▶ _Selected excerpt_
I’m not sure if this is true everywhere, but in my town the Old Navy dressing rooms ARE open (when nowhere else is). I always assume that nothing at Old Navy would fit anyone who’s over 30 and has had any kids at all, but my teenage daughter convinced me to take a look there for jeans, and not only could I try them on, but they had BOOTCUT!! and they weren’t weird or oddly sized. I tried them on there, but they weren’t on sale so I didn’t buy them. Then at home I looked online, and they were on sale, so I ordered a few pairs. Hopefully they will work. Not sure if any of this helps, maybe they aren’t open where you are, but it’s worth a look maybe. Your teen probably doesn’t want bootcut jeans any more than mine does, but I know they have lots of different fits, as well as long sizes.

I don’t get the thing with closed fitting rooms. Trying on clothes is already the most socially distant thing you can do at a store. I guess they just don’t feel like cleaning them. Good luck with the pants hunt!

Laura T said...

Here Dillard dressing rooms are open when no one else's are so that's where I've gone for jeans. And they were on sale so I got a great deal!

Karyn said...

Amazon has a thing where you can order the clothes but don't pay unless you keep them. And returning them is super easy. Probably easier than going in person shopping. Once you find something that works, buy five pairs of the same thing in different colors, lol.

Diana Dye said...

I've been buying loads of clothes from Amazon, trying them on at home to see how they fit and go with my other clothes for years. Or buying stuff off the tables from Costco that has no dressing rooms. So I did not know dressing rooms were closed.

▶ _Provided records_
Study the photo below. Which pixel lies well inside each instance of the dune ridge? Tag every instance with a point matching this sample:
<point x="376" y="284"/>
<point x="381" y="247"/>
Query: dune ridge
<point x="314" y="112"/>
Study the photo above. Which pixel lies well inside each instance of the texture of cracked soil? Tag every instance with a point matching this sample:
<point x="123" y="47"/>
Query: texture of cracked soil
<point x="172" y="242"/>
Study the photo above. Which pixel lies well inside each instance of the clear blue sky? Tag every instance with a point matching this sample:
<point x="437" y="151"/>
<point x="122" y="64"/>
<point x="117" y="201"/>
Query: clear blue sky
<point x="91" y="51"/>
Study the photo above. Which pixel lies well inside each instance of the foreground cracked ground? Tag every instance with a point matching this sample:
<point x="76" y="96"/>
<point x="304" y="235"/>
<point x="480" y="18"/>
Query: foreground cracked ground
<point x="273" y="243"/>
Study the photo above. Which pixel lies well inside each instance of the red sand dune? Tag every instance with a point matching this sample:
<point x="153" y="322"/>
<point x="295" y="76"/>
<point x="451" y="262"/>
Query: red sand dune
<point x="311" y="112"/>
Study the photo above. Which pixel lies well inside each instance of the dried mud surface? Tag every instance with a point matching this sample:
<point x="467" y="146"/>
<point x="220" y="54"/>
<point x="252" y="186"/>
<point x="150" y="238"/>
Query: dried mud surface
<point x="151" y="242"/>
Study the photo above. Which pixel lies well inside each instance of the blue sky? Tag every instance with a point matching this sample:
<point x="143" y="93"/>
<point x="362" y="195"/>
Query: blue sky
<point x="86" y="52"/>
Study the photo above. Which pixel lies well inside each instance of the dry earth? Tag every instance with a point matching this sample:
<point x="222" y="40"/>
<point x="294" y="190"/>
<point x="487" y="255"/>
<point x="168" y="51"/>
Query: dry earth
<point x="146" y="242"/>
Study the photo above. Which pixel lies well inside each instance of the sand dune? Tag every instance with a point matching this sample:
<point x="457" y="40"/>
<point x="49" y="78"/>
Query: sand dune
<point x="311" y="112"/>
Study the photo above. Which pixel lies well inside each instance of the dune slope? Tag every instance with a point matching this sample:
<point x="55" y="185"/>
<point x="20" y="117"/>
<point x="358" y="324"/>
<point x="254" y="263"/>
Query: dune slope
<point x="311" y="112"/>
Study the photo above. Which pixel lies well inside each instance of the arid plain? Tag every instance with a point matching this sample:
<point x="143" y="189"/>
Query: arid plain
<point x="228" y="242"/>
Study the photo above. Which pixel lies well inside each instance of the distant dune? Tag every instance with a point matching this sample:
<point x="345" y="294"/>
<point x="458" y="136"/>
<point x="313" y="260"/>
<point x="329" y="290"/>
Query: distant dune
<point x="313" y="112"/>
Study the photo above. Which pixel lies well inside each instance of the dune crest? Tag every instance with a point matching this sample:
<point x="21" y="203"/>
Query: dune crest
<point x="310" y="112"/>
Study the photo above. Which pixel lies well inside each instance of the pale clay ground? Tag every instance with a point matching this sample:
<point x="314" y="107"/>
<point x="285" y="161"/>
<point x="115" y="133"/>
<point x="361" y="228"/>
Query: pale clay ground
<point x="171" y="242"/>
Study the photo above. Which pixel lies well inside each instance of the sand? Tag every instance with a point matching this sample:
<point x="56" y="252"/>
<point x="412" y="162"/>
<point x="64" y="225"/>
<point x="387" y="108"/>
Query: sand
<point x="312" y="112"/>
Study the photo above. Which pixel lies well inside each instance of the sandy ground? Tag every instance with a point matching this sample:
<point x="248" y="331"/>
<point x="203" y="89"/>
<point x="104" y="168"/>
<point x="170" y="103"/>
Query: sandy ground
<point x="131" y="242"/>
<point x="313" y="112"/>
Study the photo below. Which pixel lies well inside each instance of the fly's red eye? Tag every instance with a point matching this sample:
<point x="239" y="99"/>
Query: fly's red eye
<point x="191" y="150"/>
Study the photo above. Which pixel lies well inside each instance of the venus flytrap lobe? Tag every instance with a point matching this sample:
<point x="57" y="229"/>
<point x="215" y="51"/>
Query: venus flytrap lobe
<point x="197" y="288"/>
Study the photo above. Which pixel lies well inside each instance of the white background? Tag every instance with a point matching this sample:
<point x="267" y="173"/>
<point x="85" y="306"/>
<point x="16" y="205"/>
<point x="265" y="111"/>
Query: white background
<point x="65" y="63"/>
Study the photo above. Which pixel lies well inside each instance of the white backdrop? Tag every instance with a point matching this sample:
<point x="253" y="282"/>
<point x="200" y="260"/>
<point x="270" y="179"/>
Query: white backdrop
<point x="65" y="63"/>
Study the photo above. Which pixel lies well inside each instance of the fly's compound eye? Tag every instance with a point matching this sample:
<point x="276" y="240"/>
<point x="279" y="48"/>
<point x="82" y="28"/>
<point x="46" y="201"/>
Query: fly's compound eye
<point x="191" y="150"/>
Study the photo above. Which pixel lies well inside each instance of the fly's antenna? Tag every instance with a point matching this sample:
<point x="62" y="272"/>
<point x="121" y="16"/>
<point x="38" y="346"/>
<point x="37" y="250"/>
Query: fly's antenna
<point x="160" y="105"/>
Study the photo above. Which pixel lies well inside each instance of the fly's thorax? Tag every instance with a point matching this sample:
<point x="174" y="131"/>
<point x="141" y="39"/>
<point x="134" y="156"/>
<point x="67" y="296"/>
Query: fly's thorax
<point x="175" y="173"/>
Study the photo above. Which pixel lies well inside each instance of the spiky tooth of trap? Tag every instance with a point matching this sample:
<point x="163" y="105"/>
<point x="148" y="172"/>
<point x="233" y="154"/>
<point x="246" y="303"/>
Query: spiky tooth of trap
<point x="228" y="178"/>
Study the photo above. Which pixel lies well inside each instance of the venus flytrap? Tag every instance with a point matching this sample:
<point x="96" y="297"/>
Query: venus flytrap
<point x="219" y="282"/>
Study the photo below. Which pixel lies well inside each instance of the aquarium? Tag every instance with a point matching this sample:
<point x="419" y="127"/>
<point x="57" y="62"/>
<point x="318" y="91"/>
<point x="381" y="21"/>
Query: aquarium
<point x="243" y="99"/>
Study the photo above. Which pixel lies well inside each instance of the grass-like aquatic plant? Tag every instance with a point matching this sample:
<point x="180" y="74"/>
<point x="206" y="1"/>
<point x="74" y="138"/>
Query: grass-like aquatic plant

▶ _Problem description_
Resume the comment thread on finding jeans while store dressing rooms are closed, picking up right after its last sentence.

▶ _Response_
PurpleSlob said...

#4 We had a persimmon tree in our yard- 3 places ago. I ate one. Well, I tried! I took pix of the babies trying one. 7 yo loved it! 4 yo was not amused!! Gelatinous mess pretty much described it!
#5 Our store- Walmart- would not take any exchanges. And Publix would not take any pill bottles to recycle. Oh well
Happy New Year, Jenny!!
Did I tell you my new site?
www.purpleslobinrecovery.design.blog

Anonymous said...

I agree that not having dressing rooms is really annoying. A number of stores that sell primarily clothes like Old Navy, JC Penny have re-opened dressing rooms in states where it is legal. If not legal in your area, a relative recommended wearing tight-fitting exercise shorts so you can try pants on in store to get some idea if they fit. Just make sure you know what the stores return policy is before buying. I know this summer a number of stores weren't accepting clothing returns due to covid.

Kimberly Hendrickson said...

Ripe persimmons make good smoothies. Unripe persimmons make your mouth feel like leather.